Work required:
Please render all the items below as a Markdown table with two columns, Row and Line, one numbered row per line, skipping blank lines. Leave the pictures out of the table.
-- Entries shown start --
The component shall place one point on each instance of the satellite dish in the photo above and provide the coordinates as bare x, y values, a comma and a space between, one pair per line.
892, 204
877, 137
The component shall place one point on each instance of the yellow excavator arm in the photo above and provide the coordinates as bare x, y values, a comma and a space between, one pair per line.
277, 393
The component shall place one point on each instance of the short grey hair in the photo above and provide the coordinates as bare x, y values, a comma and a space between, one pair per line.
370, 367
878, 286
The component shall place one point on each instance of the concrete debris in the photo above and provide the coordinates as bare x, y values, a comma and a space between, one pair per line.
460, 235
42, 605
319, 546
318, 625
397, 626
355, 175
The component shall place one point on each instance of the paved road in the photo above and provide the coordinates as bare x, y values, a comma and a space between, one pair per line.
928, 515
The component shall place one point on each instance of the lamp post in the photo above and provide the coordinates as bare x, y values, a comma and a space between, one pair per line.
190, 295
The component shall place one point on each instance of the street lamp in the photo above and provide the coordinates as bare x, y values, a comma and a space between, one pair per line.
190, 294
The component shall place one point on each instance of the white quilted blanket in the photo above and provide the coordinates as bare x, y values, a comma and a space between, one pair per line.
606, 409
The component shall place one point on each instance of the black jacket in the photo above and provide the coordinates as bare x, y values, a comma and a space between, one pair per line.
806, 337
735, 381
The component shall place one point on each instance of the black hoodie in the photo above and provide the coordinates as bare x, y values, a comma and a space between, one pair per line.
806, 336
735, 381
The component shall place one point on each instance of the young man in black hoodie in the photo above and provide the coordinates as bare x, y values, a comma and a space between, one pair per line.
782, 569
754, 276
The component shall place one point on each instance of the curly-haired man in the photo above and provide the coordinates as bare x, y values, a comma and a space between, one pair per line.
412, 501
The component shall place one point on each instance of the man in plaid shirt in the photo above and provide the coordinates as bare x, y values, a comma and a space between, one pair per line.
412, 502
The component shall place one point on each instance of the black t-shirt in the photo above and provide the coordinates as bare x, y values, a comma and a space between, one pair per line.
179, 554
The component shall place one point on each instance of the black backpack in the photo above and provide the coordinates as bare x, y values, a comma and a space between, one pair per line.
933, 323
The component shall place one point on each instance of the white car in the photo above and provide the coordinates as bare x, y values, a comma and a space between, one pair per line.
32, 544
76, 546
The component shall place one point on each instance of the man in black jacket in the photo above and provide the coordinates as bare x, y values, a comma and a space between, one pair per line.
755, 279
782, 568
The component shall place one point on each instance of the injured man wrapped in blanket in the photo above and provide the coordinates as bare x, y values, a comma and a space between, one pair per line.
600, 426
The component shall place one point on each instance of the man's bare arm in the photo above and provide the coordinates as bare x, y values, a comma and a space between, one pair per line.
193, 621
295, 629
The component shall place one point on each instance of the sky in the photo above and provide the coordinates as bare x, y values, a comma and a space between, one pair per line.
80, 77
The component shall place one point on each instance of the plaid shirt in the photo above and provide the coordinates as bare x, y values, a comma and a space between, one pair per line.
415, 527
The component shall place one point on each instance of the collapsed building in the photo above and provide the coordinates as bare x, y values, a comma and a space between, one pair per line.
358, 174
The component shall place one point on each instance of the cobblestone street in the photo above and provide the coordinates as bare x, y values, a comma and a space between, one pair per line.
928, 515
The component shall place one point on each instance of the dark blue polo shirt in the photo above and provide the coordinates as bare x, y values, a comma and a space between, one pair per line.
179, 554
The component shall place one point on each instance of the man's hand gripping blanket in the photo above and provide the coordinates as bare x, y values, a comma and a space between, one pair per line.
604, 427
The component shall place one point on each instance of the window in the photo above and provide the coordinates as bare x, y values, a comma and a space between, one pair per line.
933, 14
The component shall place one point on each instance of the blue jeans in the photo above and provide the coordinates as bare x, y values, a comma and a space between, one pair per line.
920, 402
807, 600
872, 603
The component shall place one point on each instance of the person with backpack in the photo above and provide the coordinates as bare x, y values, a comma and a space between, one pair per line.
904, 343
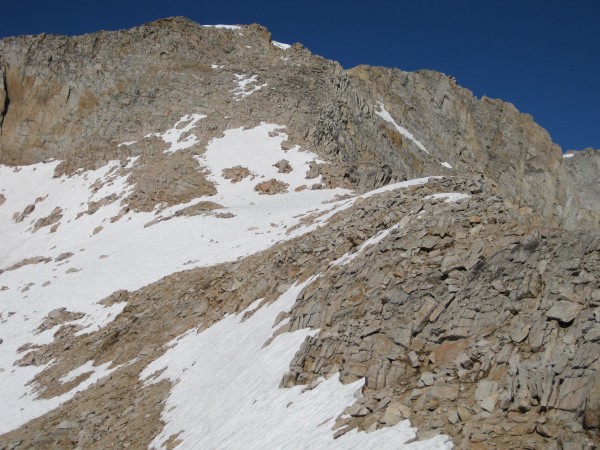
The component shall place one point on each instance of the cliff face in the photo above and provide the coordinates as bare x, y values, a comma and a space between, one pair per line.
76, 98
208, 233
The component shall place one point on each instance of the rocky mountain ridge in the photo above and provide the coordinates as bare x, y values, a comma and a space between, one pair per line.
468, 300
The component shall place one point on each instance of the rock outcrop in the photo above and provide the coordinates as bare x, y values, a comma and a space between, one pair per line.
469, 303
77, 98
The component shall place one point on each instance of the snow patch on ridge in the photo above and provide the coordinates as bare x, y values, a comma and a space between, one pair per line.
281, 45
125, 253
174, 135
226, 392
450, 197
403, 131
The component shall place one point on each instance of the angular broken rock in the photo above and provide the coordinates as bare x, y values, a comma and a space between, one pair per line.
564, 311
271, 187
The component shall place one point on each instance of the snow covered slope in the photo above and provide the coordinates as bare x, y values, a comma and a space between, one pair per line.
65, 248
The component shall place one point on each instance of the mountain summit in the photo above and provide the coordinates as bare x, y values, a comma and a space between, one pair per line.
216, 240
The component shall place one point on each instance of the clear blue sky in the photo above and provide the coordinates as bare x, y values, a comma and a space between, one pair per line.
543, 56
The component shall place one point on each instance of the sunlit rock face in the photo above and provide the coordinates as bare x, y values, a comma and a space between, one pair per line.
211, 239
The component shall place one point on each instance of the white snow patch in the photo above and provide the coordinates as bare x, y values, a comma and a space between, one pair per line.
126, 144
87, 367
345, 259
281, 45
105, 260
450, 197
226, 392
244, 87
224, 27
403, 131
173, 135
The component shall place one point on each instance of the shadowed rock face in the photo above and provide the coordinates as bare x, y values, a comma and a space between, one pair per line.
77, 98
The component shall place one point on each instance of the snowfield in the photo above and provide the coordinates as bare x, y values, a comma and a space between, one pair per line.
232, 399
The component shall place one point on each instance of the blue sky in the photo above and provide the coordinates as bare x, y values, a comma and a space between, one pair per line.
543, 56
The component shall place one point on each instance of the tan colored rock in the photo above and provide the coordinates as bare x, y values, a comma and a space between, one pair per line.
271, 187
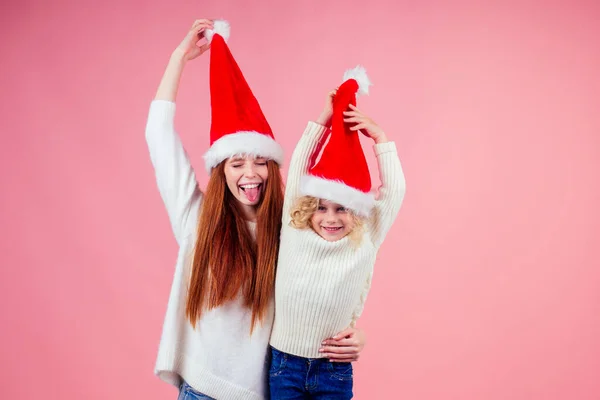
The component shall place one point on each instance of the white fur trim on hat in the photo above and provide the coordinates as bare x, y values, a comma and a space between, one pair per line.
359, 74
338, 192
221, 27
243, 143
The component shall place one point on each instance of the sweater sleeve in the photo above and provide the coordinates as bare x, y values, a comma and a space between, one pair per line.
299, 165
174, 174
391, 191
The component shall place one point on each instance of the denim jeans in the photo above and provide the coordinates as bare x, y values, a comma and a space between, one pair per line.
292, 377
186, 392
-- Entries shown end --
Correct response:
| Row | Line |
|---|---|
| 1 | The component shall place one point on each instance of the satellite dish in the photo above and provide the coordinates as bare x, y values, a comma and a space between, one pair per line. |
| 2 | 892, 204 |
| 3 | 877, 137 |
| 4 | The component shall place one point on each instance of the yellow excavator arm in the photo above and provide the coordinates as bare x, y values, a comma and a space between, one pair per line. |
| 5 | 277, 393 |
| 6 | The component shall place one point on each instance of the short grey hair in the photo above and provide the coordinates as bare x, y values, a comma and a space between, one pair per line. |
| 7 | 370, 367 |
| 8 | 878, 286 |
| 9 | The component shall place one point on each instance of the concrete debris in the photo above and provide the coordinates as bare x, y values, a comma and a space between, one pair per line. |
| 10 | 460, 235 |
| 11 | 42, 605 |
| 12 | 319, 546 |
| 13 | 318, 625 |
| 14 | 397, 626 |
| 15 | 355, 175 |
| 16 | The component shall place one point on each instance of the paved road in the photo above and provide the coordinates as bare x, y values, a comma and a space between, one pair per line. |
| 17 | 928, 515 |
| 18 | The component shall place one point on each instance of the lamp post in the photo above and provide the coordinates as bare x, y values, a comma and a space between, one pair per line. |
| 19 | 190, 295 |
| 20 | The component shall place one point on each instance of the street lamp in the photo above and provide the coordinates as bare x, y values, a comma and a space between, one pair per line. |
| 21 | 190, 294 |
| 22 | The component shall place one point on each instance of the white quilted blanket in the photo above and provide the coordinates as bare x, y values, a comma and a space between, one pair per line. |
| 23 | 606, 409 |
| 24 | The component shall place one point on each instance of the black jacket in the photo above and provide the coordinates as bare x, y values, a comma and a space between, one pair per line. |
| 25 | 806, 337 |
| 26 | 735, 381 |
| 27 | The component shall place one point on each instance of the black hoodie in the photo above and provide the coordinates as bare x, y values, a comma and a space between, one pair per line. |
| 28 | 806, 336 |
| 29 | 735, 381 |
| 30 | The component shall place one point on each instance of the young man in black hoodie in the photo above and provide the coordinates as bare x, y values, a comma and a space between, one pair per line. |
| 31 | 782, 569 |
| 32 | 754, 276 |
| 33 | The component shall place one point on each instance of the curly-haired man in the photo above and provide the coordinates as bare x, y values, a comma and a space between, one pair per line. |
| 34 | 412, 501 |
| 35 | The component shall place one point on each instance of the man in plaid shirt in the photo above and provide the coordinates as bare x, y values, a comma and a space between, one pair per line. |
| 36 | 412, 502 |
| 37 | The component shall place one point on each instance of the black t-shirt in the photo above and provide the coordinates as bare x, y values, a comma and a space between, one pair per line. |
| 38 | 179, 554 |
| 39 | The component shall place one point on each instance of the black backpack in the photo above and provide the coordinates as bare x, y values, a comma and a space between, one pair per line. |
| 40 | 933, 323 |
| 41 | The component shall place one point on each instance of the white car in the photo above and provide the coordinates as bare x, y values, a comma and a space between, one pair per line. |
| 42 | 32, 544 |
| 43 | 76, 546 |
| 44 | The component shall place one point on each instance of the man in black jacket in the photo above and provide the coordinates as bare x, y values, a comma and a space between, one pair per line. |
| 45 | 755, 279 |
| 46 | 782, 568 |
| 47 | The component shall place one point on each instance of the injured man wrapped in blanket in the photo above and provide the coordinates as bare x, y values, a comma and a space between, one pair per line. |
| 48 | 600, 426 |
| 49 | The component shall place one point on each instance of the man's bare arm in the photo above and provide the coordinates as bare x, y values, a comma and a space between, one pair per line. |
| 50 | 193, 621 |
| 51 | 295, 629 |
| 52 | The component shall place one point on each instance of the sky in the photo above and provide the coordinates as bare x, y values, a comma and a space between, one pair per line. |
| 53 | 80, 77 |
| 54 | The component shall place one point on each instance of the plaid shirt in the photo above and provide the coordinates as bare x, y values, a comma and a space between, one pair per line. |
| 55 | 415, 527 |
| 56 | The component shall place one point on each instance of the collapsed building in the photo above and provide the coordinates as bare x, y values, a comma and a space between, one pair per line. |
| 57 | 358, 174 |
| 58 | The component shall place one point on each instance of the cobblestone street in the photo above and provide the coordinates as bare x, y values, a comma and a space between, one pair per line. |
| 59 | 928, 515 |
| 60 | The component shall place one point on each instance of the dark blue polo shirt in the photo above and provide the coordinates as bare x, y values, a comma and a space between, one pair per line. |
| 61 | 179, 554 |
| 62 | The component shall place one point on each instance of the man's hand gripping blanket in the photo above and provide the coordinates as bare x, y values, a comma and a space between, one pair per line. |
| 63 | 604, 427 |
| 64 | The component shall place one point on each instance of the window in the photo above and provide the coordinates as bare x, y values, a comma and a space between, one pair per line. |
| 65 | 933, 14 |
| 66 | The component shall place one point on each instance of the blue jeans in the photo above and provide the coordinates as bare x, y values, a comma and a space between, one pair per line. |
| 67 | 920, 402 |
| 68 | 807, 600 |
| 69 | 872, 603 |
| 70 | The component shall place one point on each instance of the person with backpack in the photo above and provide the coordinates as bare x, y values, a comma and a space between, one pair per line. |
| 71 | 904, 343 |
| 72 | The component shall place one point on each instance of the cliff face in the photo above and provide the coordinates as bare x, y values, a comma and a space between, one pair per line. |
| 73 | 76, 98 |
| 74 | 208, 233 |
| 75 | The component shall place one point on each instance of the rocky mountain ridge in the photo above and provide the coordinates as bare x, y values, a comma and a space between, one pair per line. |
| 76 | 468, 300 |
| 77 | The component shall place one point on each instance of the rock outcrop in the photo above and provide the coordinates as bare x, y values, a comma and a space between, one pair per line. |
| 78 | 469, 303 |
| 79 | 77, 98 |
| 80 | The component shall place one point on each instance of the snow patch on ridge in the photo above and provide the coordinates as bare x, y values, a comma and a space between, one pair per line. |
| 81 | 281, 45 |
| 82 | 125, 253 |
| 83 | 174, 135 |
| 84 | 226, 392 |
| 85 | 450, 197 |
| 86 | 403, 131 |
| 87 | The component shall place one point on each instance of the angular broken rock in the photo above and provide the coordinates as bare x, y values, a comma and a space between, one pair per line. |
| 88 | 564, 311 |
| 89 | 271, 187 |
| 90 | The component shall place one point on each instance of the snow covered slope in the photo above and provide the coordinates as bare x, y values, a comma and a space between, one pair per line. |
| 91 | 65, 248 |
| 92 | The component shall place one point on each instance of the mountain summit in the photo above and provide the coordinates as bare x, y values, a comma and a space between, one pair per line. |
| 93 | 216, 240 |
| 94 | The component shall place one point on each instance of the clear blue sky in the photo above and provide the coordinates as bare x, y values, a comma and a space between, one pair per line. |
| 95 | 543, 56 |
| 96 | The component shall place one point on each instance of the sunlit rock face in the photo above and provide the coordinates as bare x, y values, a comma and a space between, one pair per line. |
| 97 | 211, 239 |
| 98 | The component shall place one point on each instance of the white snow patch in the photo above and provide the coordinates as bare x, y values, a comma and a space between, one pair per line. |
| 99 | 126, 144 |
| 100 | 87, 367 |
| 101 | 345, 259 |
| 102 | 281, 45 |
| 103 | 105, 260 |
| 104 | 450, 197 |
| 105 | 226, 392 |
| 106 | 244, 87 |
| 107 | 224, 27 |
| 108 | 403, 131 |
| 109 | 173, 135 |
| 110 | The component shall place one point on each instance of the shadowed rock face in the photo above and provide the coordinates as bare x, y values, a comma and a space between, one pair per line. |
| 111 | 77, 98 |
| 112 | The component shall place one point on each instance of the snowfield in the photo above and provide the coordinates as bare x, y values, a comma and a space between, one pair per line. |
| 113 | 232, 399 |
| 114 | The component shall place one point on each instance of the blue sky in the photo above and provide the coordinates as bare x, y values, a comma and a space between, one pair per line. |
| 115 | 543, 56 |
| 116 | The component shall place one point on each instance of the tan colored rock in the photo above and provide the coordinates as bare x, y values, a comma and a space between, one pair per line. |
| 117 | 271, 187 |
| 118 | The component shall place one point on each instance of the white fur trim on hat in the photo above and provide the coordinates as bare x, y values, a comma and a space between, one pair per line. |
| 119 | 359, 74 |
| 120 | 338, 192 |
| 121 | 221, 27 |
| 122 | 243, 143 |
| 123 | The component shall place one point on each instance of the sweater sleeve in the photo above and provide the coordinates as bare x, y values, a comma and a space between, one pair per line. |
| 124 | 299, 165 |
| 125 | 174, 174 |
| 126 | 391, 191 |
| 127 | The component shall place one point on each instance of the denim jeans in the photo above and provide the coordinates as bare x, y values, a comma and a space between, one pair per line. |
| 128 | 292, 377 |
| 129 | 186, 392 |